§ Instruction 1
Which lines in the records below contain the word "before"? Find each one and copy it.

On the Rise
Bru-C
With the vibrant, oscillating tones of Bassline coursing through his veins, Nottingham-based MC Bru-C is lovin’ it, lovin’ it, lovin' it.
For recent 0207 Def Jam signing Bru-C, the current resurgence of his homestead genre – alongside the likes of garage and drum ’n’ bass – is what he’s been waiting for. Ever since first being introduced to the high blood pressure 140 beats per minute at the age of 10, it’s all he’s wanted to know. Ambling around the scaffolded cafe in Yorkshire where he was just eating breakfast – a quiet, subdued world away from that of the packed clubs and venues rattling with his blend of R&B, bassline, and deep, thoughtful lyrics – he’s ruminating on the difference between 30-year-old Josh Bruce, and Bru-C, the moniker he adopted.
“I don't really think there is one, to be honest,” he eventually lands. “I think I am Josh and I am Bru-C.” It’s always a lightly curious question: dor artists that edge away from their birth name, instead using an alias of sorts, it enlightens a load of both burden and responsibility. But in the case of Bruce and Bru-C, being one and the same lends itself to his sincerity. "I wouldn't say that I can switch one off and switch on the other at any point in life," he adds, "and that comes from being transparent in my music. I don't try and be anyone. I don't try and be the character. I’m myself, innit.”

§ Data shown
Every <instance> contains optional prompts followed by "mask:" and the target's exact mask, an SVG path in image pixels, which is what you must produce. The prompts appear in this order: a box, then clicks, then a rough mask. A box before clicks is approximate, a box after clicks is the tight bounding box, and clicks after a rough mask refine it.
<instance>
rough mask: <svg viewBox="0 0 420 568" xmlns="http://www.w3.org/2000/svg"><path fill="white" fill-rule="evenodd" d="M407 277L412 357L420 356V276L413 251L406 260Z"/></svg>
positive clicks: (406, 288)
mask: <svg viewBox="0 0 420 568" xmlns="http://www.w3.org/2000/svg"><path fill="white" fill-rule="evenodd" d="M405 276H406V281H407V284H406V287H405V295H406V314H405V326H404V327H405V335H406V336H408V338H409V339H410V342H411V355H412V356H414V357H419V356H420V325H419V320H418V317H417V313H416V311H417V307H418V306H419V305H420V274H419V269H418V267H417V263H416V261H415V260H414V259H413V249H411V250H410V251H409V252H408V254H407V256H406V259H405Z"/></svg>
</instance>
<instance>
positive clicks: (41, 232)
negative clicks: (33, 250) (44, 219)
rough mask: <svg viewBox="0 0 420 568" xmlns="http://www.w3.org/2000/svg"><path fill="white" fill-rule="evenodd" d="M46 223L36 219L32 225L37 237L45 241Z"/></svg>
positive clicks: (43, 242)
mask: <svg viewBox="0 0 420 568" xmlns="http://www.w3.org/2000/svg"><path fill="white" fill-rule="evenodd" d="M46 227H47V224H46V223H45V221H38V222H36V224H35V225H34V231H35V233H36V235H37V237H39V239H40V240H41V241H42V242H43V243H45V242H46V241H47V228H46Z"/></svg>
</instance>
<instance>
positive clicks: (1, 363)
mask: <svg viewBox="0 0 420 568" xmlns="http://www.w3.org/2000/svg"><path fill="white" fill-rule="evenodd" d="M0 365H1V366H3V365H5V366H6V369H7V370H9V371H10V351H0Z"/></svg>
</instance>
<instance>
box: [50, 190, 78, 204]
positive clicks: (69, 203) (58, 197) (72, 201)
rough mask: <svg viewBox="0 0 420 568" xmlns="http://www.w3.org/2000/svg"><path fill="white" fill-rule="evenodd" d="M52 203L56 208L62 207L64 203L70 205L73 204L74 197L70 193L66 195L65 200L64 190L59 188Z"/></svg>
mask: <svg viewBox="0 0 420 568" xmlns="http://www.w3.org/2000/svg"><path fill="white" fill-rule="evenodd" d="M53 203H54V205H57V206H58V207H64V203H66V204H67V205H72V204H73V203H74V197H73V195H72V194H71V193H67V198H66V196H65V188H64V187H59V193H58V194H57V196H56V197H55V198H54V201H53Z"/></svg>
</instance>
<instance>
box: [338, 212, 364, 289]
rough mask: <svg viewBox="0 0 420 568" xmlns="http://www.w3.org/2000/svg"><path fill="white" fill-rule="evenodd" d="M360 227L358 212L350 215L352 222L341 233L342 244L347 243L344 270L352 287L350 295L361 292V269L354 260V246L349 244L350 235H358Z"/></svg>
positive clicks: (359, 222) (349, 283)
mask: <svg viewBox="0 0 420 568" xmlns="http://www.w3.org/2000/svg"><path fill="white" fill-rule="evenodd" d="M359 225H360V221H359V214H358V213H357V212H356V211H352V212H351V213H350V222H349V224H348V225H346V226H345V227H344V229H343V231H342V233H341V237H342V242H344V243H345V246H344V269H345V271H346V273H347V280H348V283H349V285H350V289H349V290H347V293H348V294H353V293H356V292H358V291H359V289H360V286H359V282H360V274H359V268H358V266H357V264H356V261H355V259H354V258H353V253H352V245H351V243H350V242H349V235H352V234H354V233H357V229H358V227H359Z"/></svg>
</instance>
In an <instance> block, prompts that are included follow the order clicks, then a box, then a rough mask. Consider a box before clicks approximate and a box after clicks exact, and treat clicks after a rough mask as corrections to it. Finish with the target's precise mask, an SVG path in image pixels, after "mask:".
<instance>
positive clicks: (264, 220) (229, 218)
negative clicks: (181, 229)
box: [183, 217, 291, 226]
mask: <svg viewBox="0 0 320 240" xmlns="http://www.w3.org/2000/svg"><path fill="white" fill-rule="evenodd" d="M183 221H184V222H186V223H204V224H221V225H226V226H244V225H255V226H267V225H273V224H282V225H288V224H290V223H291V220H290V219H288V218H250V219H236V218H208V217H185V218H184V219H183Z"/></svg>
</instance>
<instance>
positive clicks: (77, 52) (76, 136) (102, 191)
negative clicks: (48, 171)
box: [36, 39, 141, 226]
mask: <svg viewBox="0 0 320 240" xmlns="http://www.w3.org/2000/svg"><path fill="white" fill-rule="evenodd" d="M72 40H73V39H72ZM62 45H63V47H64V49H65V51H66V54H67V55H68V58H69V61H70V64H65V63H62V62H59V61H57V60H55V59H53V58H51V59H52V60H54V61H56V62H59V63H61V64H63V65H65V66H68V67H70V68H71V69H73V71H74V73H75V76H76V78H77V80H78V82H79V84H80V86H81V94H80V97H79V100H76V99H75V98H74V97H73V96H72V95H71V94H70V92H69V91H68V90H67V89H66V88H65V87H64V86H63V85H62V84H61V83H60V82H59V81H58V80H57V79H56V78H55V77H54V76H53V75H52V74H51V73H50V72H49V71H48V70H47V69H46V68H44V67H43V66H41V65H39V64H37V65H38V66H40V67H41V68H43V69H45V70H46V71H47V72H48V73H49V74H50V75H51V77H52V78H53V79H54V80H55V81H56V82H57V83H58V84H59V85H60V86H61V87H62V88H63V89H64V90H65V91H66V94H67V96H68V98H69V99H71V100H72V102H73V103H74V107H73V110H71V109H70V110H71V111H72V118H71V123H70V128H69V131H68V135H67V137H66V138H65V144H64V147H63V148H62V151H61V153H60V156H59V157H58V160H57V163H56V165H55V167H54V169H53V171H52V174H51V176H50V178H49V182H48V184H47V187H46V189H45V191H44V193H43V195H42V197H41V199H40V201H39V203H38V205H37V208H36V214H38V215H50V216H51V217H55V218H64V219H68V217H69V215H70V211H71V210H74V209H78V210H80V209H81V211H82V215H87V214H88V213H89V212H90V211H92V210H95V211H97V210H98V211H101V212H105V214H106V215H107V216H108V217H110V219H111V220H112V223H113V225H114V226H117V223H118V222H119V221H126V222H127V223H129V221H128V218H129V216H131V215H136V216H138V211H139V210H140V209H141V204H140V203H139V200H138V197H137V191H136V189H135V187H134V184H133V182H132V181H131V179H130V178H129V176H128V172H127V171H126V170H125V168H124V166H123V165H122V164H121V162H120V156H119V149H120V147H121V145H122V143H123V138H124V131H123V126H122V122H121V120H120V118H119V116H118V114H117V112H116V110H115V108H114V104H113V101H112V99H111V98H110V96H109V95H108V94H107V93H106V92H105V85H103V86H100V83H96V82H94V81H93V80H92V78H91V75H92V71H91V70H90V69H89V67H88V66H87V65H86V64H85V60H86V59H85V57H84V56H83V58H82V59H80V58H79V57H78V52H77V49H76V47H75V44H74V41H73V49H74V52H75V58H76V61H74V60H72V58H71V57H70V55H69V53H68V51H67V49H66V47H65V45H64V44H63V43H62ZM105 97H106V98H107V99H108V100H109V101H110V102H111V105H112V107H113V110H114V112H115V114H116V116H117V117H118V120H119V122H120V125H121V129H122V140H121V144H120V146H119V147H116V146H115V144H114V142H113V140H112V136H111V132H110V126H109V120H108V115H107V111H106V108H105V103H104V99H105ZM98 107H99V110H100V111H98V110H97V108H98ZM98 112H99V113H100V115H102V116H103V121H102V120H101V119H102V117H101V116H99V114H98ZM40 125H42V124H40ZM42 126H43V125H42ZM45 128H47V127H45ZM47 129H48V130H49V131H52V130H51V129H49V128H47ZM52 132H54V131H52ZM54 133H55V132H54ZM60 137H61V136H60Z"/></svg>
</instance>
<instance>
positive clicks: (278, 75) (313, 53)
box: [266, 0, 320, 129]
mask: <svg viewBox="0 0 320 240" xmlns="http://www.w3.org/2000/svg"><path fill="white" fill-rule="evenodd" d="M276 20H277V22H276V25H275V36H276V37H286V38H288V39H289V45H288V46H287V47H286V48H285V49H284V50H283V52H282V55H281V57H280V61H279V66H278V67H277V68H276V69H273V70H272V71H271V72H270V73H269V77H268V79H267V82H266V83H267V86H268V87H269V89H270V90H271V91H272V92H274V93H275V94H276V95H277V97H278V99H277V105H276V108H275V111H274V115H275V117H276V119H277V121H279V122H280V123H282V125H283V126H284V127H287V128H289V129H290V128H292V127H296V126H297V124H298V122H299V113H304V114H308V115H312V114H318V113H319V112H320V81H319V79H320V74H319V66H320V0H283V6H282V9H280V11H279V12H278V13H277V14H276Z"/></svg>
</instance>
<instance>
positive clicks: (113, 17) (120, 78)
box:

§ Instruction 2
Can you write out the whole Bru-C profile above, word for word?

§ Task solution 1
Every <instance> contains optional prompts followed by "mask:" and the target's exact mask, an SVG path in image pixels, which is what you must produce. The prompts appear in this order: a box, then clicks, then a rough mask. A box before clicks is approximate, a box after clicks is the tight bounding box, and clicks after a rough mask refine it.
In an <instance> block, prompts that are included follow the order clicks, then a box, then a rough mask. Consider a box before clicks approximate and a box after clicks exact, and treat clicks after a rough mask as corrections to it. Finish with the target's precise mask, an SVG path in image pixels, after "mask:".

§ Task solution 2
On the Rise
Bru-C
With the vibrant, oscillating tones of Bassline coursing through his veins, Nottingham-based MC Bru-C is lovin’ it, lovin’ it, lovin' it.
For recent 0207 Def Jam signing Bru-C, the current resurgence of his homestead genre – alongside the likes of garage and drum ’n’ bass – is what he’s been waiting for. Ever since first being introduced to the high blood pressure 140 beats per minute at the age of 10, it’s all he’s wanted to know. Ambling around the scaffolded cafe in Yorkshire where he was just eating breakfast – a quiet, subdued world away from that of the packed clubs and venues rattling with his blend of R&B, bassline, and deep, thoughtful lyrics – he’s ruminating on the difference between 30-year-old Josh Bruce, and Bru-C, the moniker he adopted.
“I don't really think there is one, to be honest,” he eventually lands. “I think I am Josh and I am Bru-C.” It’s always a lightly curious question: dor artists that edge away from their birth name, instead using an alias of sorts, it enlightens a load of both burden and responsibility. But in the case of Bruce and Bru-C, being one and the same lends itself to his sincerity. "I wouldn't say that I can switch one off and switch on the other at any point in life," he adds, "and that comes from being transparent in my music. I don't try and be anyone. I don't try and be the character. I’m myself, innit.”